### [EXTRACT TO READ]
The discovery of comammox bacteria revolutionized our understanding of the nitrification process, and the relative contribution of microorganisms to the nitrogen cycle should be reassessed.
3 Physiological characteristics of comammox bacteria
3.1 Nutrient matrix
Comammox bacteria have advantages over traditional nitrifying bacteria in oligotrophic substrates, such as low ammonia nitrogen and low DO (Kits et al., 2017). In addition to the reported AOA of marine N. maritimus SCM1, the ammonia half-saturation constant of AOA and AOB is much higher than that of purified and cultured Ca. N. inopinata, but the affinity of comammox bacteria to nitrite is much lower than that of traditional NOB (Kits et al., 2017). Zhao et al. (2021) used urea and nitrite to enrich and cultivate comammox bacteria for 390 days to increase the ratio of amoA gene, indicating that comammox bacteria have diverse metabolic potential.
3.2 Environmental factors
Environmental conditions, such as DO, pH, and temperature have a significant impact on the growth and activity of comammox bacteria (Kits et al.,2017; Palomo et al., 2018; Roots et al., 2019; Takahashi et al., 2020; Sun et al., 2020). The microbial oxidase of comammox bacteria is similar to cytochrome bd-type terminal oxidase, which is generally expressed under extremely low DO concentrations and has a higher affinity for DO (Borisov et al., 2011). There are currently no reports on the half-saturation constant of oxygen, but comammox bacteria are more competitive under low DO conditions. With increasing DO, AOA and AOB activities gradually increase, but comammox bacteria lose their competitiveness (Palomo et al., 2018; Roots et al., 2019). Sun et al. (2020) found that when the pH was between 6.74 and 8.65, the abundance of comammox bacteria in coastal wetlands was positively correlated with pH. In addition, comammox bacteria can show nitrifying activity at pH 3–4, indicating that comammox bacteria may be able to adapt to low pH (Takahashi et al., 2020). Shi et al. found that the abundance of comammox bacteria was relatively high in samples collected from wetland ecosystems. Based on the changes in comammox bacteria species diversity in summer and winter, they speculated that temperature may be a key factor affecting the structure of comammox bacteria (Shi et al., 2020). Zhou et al. (2021) tested the abundance, activity, and metabolic characteristics of nitrifying bacteria in drinking water and wastewater treatment plants with seasonal changes and found that the network complex of comammox microorganisms in sewage treatment plants was highest in December. However, a study by Kits et al. (2017) found that the optimal growth of Ca. N. inopinata occurred at 37 °C, and the optimal enrichment culture temperature was 46 °C. This indicates that different comammox bacteria can adapt to growth environments of different temperatures.

### [GIVEN MATERIAL]
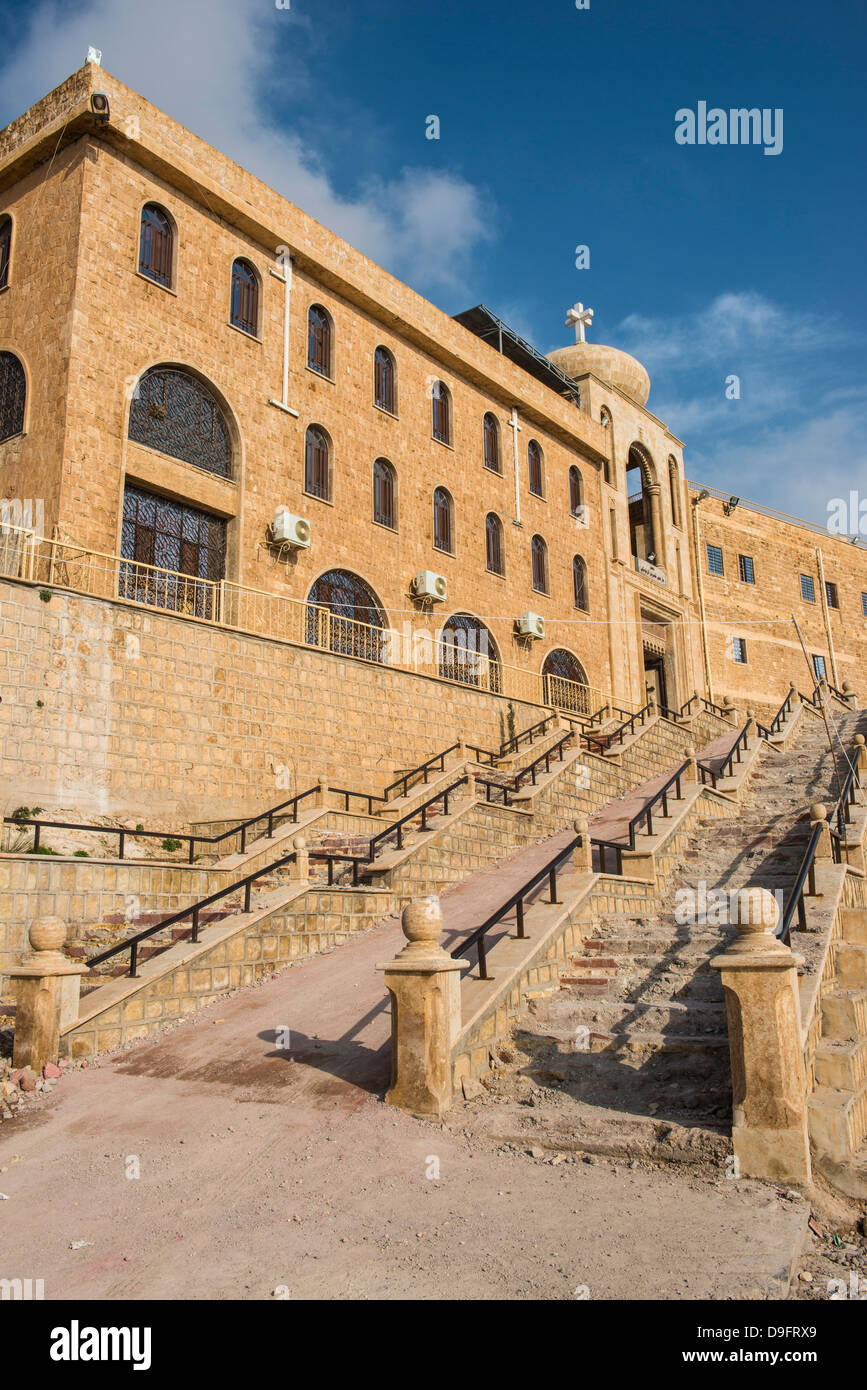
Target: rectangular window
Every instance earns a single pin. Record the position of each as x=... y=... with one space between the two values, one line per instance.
x=174 y=553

### [WORK REQUIRED]
Copy the part of the comammox bacteria text between "3 Physiological characteristics" and "diverse metabolic potential.", inclusive.

### [WORKED SOLUTION]
3 Physiological characteristics of comammox bacteria
3.1 Nutrient matrix
Comammox bacteria have advantages over traditional nitrifying bacteria in oligotrophic substrates, such as low ammonia nitrogen and low DO (Kits et al., 2017). In addition to the reported AOA of marine N. maritimus SCM1, the ammonia half-saturation constant of AOA and AOB is much higher than that of purified and cultured Ca. N. inopinata, but the affinity of comammox bacteria to nitrite is much lower than that of traditional NOB (Kits et al., 2017). Zhao et al. (2021) used urea and nitrite to enrich and cultivate comammox bacteria for 390 days to increase the ratio of amoA gene, indicating that comammox bacteria have diverse metabolic potential.